ETHRA is comprised of 21 consumer associations in 16 European countries. Launched last May on behalf of 27 million grass roots consumers across Europe who have quit smoking using safer products, the manifesto urged policymakers to recognize the benefits of tobacco harm reduction in advance of World No Tobacco Day.
To this effect the ETHRA Manifesto, a document written by consumers, is promoting sensible and appropriate regulations for the products so that members of the public who wish to continue using safer alternatives in order to quit smoking or reduce harm, are able to do so.
“Tobacco harm reduction refers to public health and other evidence-based policies, designed to lessen the negative social and/or physical consequences associated with smoking. It endorses the use of novel nicotine products and supports research into their safety and efficacy,” explained an ETHTA press release.
“The 21 partners of ETHRA – representing millions of consumers in 16 countries – urge the EU, the WHO, and governments in Europe and beyond to consider these important principles when forming their policies.
- Access to harm reduction, including tobacco harm reduction, must be recognised as a human right.
- Consumers of safer nicotine products must be recognised as essential stakeholders in discussions of policy.
- Regulation for safer nicotine products must reflect the risks relative to the risks from smoking.
- Regulators must recognise that having a wide choice of products and flavours is key to the success of safer nicotine products in enabling people to stop smoking.
- Regulation must consider the harm to adults when considering bans intended to protect youth.
- Tax policy must take into account that high taxation of safer nicotine products increases rates of smoking.”
Why is the WHO fighting tobacco harm reduction?
In Europe, tobacco harm reduction is facing some challenges as the review of the EU Tobacco Products Directive (TPD) is expected to tighten regulations. Additionally, the WHO’s Conference of the Parties will be held in the Netherlands next year. Sadly the WHO-FCTC continues to issue information, reports and guidance that contain several inaccuracies with regards to e-cigarettes. The WHO inaccurately claims that ENDS and smokeless alternatives do not help smokers quit smoking; are more harmful than combustible tobacco; and that nicotine is equivalent to heroin in terms of addictiveness.

++++++++++

Output the stretch of the tobacco harm reduction text from "- Access to" through "to protect youth.", word for word.

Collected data

++++++++++

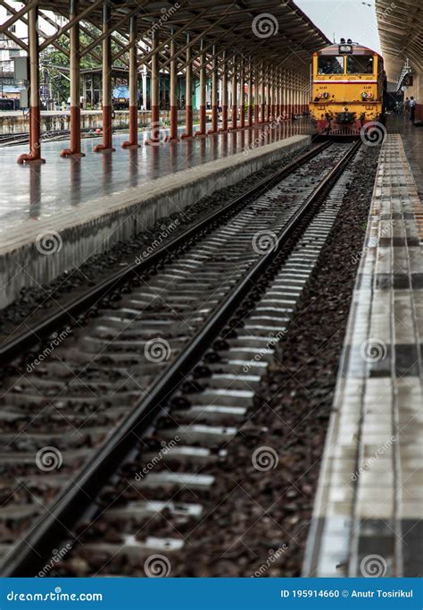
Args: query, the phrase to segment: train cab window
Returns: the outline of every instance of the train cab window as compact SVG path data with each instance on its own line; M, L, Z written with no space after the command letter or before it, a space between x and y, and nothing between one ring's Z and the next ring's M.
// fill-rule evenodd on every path
M343 74L344 57L342 55L320 55L318 57L318 74Z
M350 55L346 58L347 74L373 74L373 57Z

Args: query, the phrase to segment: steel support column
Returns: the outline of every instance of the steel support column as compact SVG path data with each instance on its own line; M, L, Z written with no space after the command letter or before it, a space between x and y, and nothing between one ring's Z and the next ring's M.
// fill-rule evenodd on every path
M260 124L260 72L256 66L254 70L254 124Z
M253 117L253 64L251 64L251 59L250 59L250 70L249 70L249 79L248 79L248 123L247 127L253 127L253 123L254 120Z
M238 113L238 100L237 100L238 82L236 78L236 56L234 55L232 59L232 92L231 92L231 125L230 130L237 129L237 113Z
M204 138L207 135L205 96L207 87L207 74L205 68L204 42L200 40L200 129L195 132L195 136Z
M276 68L273 68L272 70L272 81L271 81L271 114L272 114L272 120L276 121L278 118L278 111L277 111L277 104L278 104L278 97L277 97L277 88L278 88L278 81L277 81L277 72L276 72Z
M151 123L150 138L145 144L158 144L160 142L160 73L159 73L159 36L155 29L152 33L151 78L150 78L150 105Z
M239 129L244 129L245 127L245 65L244 59L241 61L241 82L239 84Z
M41 124L39 114L39 40L37 32L38 7L28 12L28 38L29 54L29 154L21 155L18 163L45 163L41 158Z
M82 110L87 110L87 74L82 75Z
M187 34L187 67L185 69L185 133L181 139L191 140L193 137L193 64L191 59L190 36Z
M271 114L271 96L270 96L271 72L270 72L270 69L269 67L267 69L266 76L267 76L267 82L266 82L266 106L267 106L266 110L267 110L267 112L266 112L265 121L266 121L266 123L270 123L271 120L271 118L270 118L270 114Z
M103 4L103 33L108 31L111 24L110 0ZM113 151L112 106L112 48L110 34L103 38L102 66L102 104L103 104L103 143L94 148L95 152Z
M138 144L138 66L137 61L137 17L129 21L129 140L122 142L122 148L139 148Z
M228 63L226 61L226 51L223 51L222 64L222 126L220 131L228 131Z
M212 47L213 55L213 73L212 75L212 129L208 133L218 132L218 56L216 55L216 47Z
M171 30L172 36L175 30ZM178 72L176 55L176 43L174 38L170 40L170 133L166 141L178 142Z
M264 64L261 64L261 112L260 114L260 123L266 121L266 72Z
M78 0L70 0L70 19L78 14ZM70 148L63 148L61 157L85 157L81 153L81 111L79 103L79 22L70 31Z

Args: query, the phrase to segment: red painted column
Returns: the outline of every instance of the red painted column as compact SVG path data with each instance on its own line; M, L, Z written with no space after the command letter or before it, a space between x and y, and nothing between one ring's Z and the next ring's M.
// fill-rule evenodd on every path
M222 126L219 131L220 133L228 131L228 64L226 61L226 51L223 51Z
M267 87L266 87L266 123L271 121L271 97L270 97L270 71L267 71Z
M218 132L218 56L216 55L216 47L212 47L213 55L213 73L212 75L212 129L208 133Z
M244 129L245 127L245 66L244 60L241 62L241 83L239 87L239 93L241 99L239 100L239 129Z
M187 34L187 44L189 45L191 38ZM187 47L187 67L185 69L185 133L181 140L192 140L193 138L193 64L191 59L191 47Z
M39 113L39 49L38 8L37 4L31 6L28 13L28 37L29 52L29 154L21 155L18 163L45 163L41 158L40 144L40 113Z
M78 0L70 0L70 20L78 14ZM64 148L61 157L85 157L81 153L81 111L79 103L79 23L70 28L70 148Z
M264 64L261 64L261 108L260 113L260 123L266 121L266 75L264 72Z
M129 140L122 142L122 148L138 148L138 66L137 64L137 17L129 21Z
M152 34L152 55L151 63L151 81L150 81L150 99L151 99L151 123L150 138L145 140L145 144L160 144L160 73L159 73L159 37L157 29L153 30Z
M175 30L171 30L172 36L175 35ZM176 45L172 38L170 41L170 133L166 141L178 142L178 72L177 63L175 59Z
M205 72L205 54L203 51L203 41L200 41L200 129L195 131L197 138L205 138L207 136L207 122L206 122L206 108L205 108L205 96L207 86L207 76Z
M230 129L237 129L237 114L238 114L238 102L237 102L237 80L236 80L236 57L234 55L232 60L232 99L231 99L231 126Z
M109 30L111 22L111 9L110 1L104 0L103 5L103 32ZM103 39L103 66L102 66L102 80L103 80L103 143L97 144L94 147L94 152L113 151L112 146L112 114L113 108L112 106L112 48L110 35Z
M247 127L251 128L253 127L253 64L251 63L251 57L250 57L250 70L249 70L249 80L248 80L248 123Z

++++++++++

* **Exercise output**:
- Access to harm reduction, including tobacco harm reduction, must be recognised as a human right.
- Consumers of safer nicotine products must be recognised as essential stakeholders in discussions of policy.
- Regulation for safer nicotine products must reflect the risks relative to the risks from smoking.
- Regulators must recognise that having a wide choice of products and flavours is key to the success of safer nicotine products in enabling people to stop smoking.
- Regulation must consider the harm to adults when considering bans intended to protect youth.